— Records provided —
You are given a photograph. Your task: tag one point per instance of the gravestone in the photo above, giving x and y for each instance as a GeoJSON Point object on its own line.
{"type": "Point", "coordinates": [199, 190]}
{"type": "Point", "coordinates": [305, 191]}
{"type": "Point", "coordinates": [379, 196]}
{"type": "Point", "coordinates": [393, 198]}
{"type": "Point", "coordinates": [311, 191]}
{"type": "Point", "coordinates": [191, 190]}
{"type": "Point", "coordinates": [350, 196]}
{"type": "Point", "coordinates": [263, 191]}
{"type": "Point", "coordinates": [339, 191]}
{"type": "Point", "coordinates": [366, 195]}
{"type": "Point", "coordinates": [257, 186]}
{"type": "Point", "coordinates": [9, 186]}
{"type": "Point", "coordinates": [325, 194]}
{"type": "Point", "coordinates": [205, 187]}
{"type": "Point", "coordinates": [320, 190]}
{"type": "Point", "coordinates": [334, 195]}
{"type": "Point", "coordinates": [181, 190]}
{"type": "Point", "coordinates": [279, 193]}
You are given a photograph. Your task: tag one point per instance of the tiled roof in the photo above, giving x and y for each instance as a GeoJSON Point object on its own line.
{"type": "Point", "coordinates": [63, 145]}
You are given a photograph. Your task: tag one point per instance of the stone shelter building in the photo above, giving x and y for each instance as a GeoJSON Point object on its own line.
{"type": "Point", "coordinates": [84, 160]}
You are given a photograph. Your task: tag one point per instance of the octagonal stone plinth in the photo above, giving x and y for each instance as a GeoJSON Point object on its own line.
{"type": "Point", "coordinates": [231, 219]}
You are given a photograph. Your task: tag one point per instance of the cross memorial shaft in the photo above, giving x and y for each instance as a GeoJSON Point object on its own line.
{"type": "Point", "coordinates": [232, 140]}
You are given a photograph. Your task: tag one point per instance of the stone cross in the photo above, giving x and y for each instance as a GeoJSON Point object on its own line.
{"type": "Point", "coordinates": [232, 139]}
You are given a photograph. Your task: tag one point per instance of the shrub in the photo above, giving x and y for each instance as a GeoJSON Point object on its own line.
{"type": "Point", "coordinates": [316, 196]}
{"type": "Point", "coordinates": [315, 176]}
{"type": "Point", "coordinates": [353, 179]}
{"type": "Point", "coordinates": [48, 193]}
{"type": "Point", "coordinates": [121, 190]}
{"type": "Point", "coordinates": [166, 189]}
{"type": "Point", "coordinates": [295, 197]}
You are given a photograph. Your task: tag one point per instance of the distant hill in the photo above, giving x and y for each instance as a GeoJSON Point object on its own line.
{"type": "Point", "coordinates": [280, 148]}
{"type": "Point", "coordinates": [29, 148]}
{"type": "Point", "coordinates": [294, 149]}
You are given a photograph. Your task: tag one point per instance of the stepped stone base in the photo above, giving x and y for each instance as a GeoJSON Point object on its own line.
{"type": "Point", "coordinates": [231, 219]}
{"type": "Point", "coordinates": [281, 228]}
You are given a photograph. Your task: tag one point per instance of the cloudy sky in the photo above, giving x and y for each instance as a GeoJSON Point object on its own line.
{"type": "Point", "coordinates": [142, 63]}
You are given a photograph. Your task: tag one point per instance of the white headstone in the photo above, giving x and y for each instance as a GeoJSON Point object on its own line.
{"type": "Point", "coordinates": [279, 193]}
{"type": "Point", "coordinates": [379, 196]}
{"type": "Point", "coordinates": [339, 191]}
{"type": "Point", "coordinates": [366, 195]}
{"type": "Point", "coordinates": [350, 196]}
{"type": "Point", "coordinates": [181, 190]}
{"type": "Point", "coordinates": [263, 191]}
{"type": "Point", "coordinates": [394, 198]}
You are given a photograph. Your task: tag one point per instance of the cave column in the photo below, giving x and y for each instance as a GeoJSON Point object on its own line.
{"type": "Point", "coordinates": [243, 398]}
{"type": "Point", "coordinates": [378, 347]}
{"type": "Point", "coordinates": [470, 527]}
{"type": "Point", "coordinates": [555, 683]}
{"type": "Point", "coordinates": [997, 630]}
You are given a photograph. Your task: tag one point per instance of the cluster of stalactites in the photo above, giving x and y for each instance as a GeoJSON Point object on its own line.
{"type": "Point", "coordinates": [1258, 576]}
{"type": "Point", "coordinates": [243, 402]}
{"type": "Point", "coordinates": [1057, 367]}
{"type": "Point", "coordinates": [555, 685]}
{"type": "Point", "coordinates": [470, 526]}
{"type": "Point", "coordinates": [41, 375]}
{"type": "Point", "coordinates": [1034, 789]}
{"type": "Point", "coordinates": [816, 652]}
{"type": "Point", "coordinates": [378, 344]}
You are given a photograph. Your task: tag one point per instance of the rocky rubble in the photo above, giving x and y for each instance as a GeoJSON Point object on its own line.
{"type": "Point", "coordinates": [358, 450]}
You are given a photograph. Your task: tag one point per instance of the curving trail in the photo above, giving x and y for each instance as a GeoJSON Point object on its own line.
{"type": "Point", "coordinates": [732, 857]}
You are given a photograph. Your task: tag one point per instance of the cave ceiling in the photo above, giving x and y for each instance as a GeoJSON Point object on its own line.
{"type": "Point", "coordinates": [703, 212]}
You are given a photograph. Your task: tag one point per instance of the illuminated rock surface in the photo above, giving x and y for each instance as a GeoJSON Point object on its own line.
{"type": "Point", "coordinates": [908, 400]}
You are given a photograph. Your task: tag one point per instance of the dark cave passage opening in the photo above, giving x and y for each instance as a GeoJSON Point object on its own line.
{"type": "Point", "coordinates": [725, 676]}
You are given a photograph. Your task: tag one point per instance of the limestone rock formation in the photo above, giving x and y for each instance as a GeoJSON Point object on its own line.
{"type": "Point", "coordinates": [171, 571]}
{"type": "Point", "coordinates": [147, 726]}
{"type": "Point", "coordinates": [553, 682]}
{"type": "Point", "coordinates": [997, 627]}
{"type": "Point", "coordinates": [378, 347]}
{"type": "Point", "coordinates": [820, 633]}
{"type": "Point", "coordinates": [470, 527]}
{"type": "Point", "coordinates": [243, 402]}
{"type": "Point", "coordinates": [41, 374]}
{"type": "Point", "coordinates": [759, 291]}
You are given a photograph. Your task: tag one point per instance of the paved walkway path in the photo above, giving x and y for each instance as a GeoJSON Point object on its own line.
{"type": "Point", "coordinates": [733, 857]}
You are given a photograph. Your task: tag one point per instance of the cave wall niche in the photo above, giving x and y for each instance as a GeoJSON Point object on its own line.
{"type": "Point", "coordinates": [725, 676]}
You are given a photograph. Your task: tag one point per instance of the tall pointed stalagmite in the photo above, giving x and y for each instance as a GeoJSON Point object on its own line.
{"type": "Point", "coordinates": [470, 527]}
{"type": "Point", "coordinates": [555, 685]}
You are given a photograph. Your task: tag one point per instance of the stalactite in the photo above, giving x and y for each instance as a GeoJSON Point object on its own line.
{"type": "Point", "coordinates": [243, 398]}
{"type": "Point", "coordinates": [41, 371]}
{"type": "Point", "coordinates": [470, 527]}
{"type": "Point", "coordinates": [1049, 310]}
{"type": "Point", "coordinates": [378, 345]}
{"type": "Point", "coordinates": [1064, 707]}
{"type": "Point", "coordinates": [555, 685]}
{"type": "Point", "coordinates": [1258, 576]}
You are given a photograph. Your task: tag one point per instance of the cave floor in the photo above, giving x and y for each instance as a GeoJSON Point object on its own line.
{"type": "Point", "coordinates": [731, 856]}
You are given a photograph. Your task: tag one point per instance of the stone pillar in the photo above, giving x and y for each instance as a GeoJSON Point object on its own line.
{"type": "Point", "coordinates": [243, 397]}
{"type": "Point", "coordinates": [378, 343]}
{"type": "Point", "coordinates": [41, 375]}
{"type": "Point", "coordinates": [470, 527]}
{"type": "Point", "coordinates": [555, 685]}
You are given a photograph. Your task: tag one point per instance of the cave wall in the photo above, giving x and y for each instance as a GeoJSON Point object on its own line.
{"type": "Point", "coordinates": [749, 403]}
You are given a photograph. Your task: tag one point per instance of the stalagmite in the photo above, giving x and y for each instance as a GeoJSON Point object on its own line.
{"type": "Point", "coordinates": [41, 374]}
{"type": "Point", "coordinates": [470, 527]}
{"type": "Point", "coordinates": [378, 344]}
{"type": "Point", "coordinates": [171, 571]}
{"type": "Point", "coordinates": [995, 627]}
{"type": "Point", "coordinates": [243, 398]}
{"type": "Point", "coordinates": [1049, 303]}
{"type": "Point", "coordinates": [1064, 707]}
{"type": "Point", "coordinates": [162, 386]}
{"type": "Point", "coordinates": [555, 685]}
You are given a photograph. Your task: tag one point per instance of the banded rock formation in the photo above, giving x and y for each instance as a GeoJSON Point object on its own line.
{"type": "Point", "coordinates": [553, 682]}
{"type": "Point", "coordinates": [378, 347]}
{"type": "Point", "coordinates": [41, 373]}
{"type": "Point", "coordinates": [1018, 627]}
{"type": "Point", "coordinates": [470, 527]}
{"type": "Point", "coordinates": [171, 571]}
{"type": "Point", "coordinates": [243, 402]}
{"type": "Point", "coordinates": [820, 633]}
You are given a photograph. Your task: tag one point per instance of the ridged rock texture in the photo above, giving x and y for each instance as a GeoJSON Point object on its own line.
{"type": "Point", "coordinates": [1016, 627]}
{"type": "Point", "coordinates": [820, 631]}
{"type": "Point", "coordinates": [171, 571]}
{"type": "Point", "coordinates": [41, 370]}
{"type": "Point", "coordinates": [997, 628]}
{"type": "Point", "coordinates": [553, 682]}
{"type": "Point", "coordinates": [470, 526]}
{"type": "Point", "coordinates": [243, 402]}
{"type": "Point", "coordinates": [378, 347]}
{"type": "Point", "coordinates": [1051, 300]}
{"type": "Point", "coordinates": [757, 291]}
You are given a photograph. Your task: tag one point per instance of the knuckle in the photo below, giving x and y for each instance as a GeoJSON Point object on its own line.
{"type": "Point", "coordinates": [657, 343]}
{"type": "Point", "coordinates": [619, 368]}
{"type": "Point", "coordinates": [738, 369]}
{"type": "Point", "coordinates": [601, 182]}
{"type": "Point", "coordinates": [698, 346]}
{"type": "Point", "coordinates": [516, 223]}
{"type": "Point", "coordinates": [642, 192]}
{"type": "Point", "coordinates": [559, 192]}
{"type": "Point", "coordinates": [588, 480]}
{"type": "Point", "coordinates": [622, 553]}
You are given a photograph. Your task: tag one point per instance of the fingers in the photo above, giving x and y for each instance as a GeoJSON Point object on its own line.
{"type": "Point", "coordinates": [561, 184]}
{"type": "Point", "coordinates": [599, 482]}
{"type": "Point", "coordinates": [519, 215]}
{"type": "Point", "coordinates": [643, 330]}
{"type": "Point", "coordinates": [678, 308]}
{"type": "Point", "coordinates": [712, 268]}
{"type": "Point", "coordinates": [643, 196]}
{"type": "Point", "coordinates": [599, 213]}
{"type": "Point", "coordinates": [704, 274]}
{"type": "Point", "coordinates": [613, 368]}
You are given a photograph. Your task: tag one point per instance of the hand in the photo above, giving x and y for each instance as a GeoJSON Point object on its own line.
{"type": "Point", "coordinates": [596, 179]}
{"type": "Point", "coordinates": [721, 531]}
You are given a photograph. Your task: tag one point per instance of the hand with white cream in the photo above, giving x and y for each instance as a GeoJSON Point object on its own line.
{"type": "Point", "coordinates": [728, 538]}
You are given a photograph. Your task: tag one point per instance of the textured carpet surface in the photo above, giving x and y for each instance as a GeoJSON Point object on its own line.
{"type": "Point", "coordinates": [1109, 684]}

— Task instructions —
Convert everything in the material from the line containing "the hand with" down to its final line into a numbered list, omitting any blank lines.

— Complete response —
1. You are given a photograph. Your task: tag one point per instance of the hand with white cream in the photo above, giving x and y for each instance as a GeoJSON Point object on its own line.
2. {"type": "Point", "coordinates": [728, 538]}
3. You are given a photograph. Your task: tag one point per instance of the textured carpet surface in the photo above, giving x and y for each instance as a GeoJSON Point object on its own line.
4. {"type": "Point", "coordinates": [1109, 684]}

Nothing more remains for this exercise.